List each line of the entries below that contains the word "outline", copying every such line in full.

INFORMATION PROVIDED –
* start *
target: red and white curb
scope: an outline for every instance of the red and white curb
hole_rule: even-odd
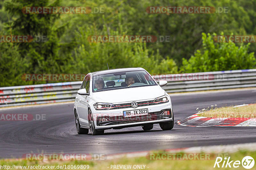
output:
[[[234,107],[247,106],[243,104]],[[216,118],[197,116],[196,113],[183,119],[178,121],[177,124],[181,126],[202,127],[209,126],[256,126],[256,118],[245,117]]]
* end *
* start *
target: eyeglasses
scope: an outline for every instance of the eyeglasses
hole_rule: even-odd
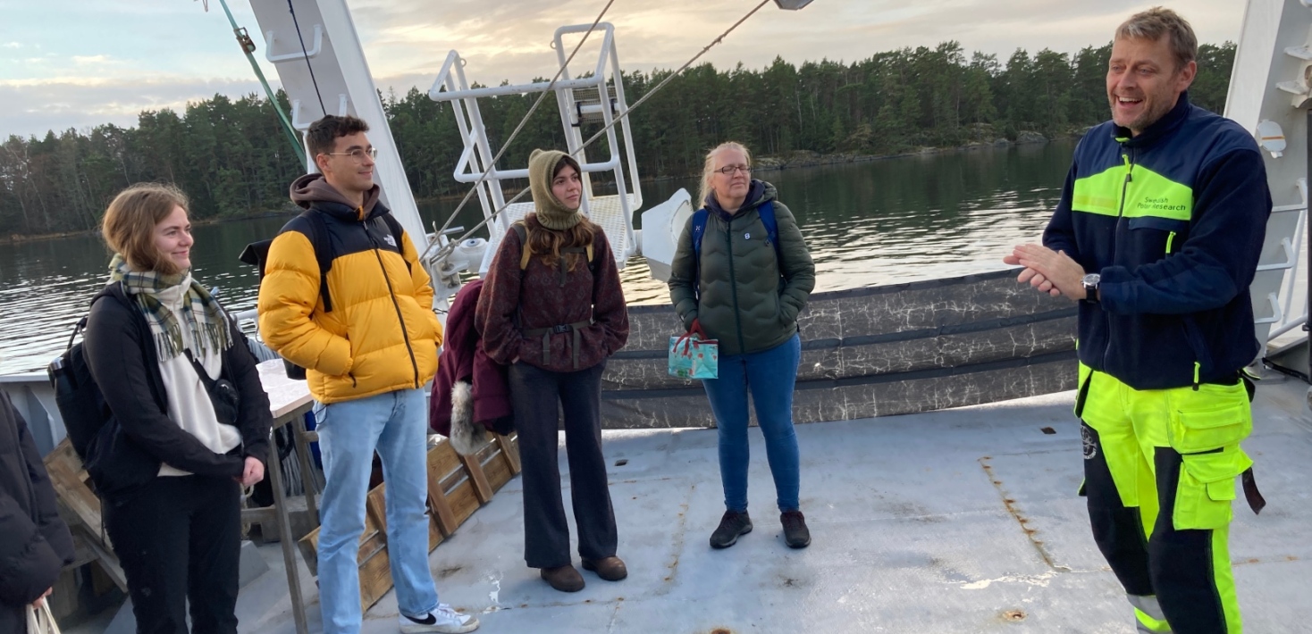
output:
* end *
* start *
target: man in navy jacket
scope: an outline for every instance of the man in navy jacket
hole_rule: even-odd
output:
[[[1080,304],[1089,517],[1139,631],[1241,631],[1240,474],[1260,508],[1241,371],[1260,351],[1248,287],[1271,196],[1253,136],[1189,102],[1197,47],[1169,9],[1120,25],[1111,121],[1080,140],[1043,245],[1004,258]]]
* end *
ANSWER TO THIS TASK –
scope: an outline for every instance of the red and white curb
scope: an outline for every instance of the eyeglasses
scope: an outline for every instance of the man in navy jacket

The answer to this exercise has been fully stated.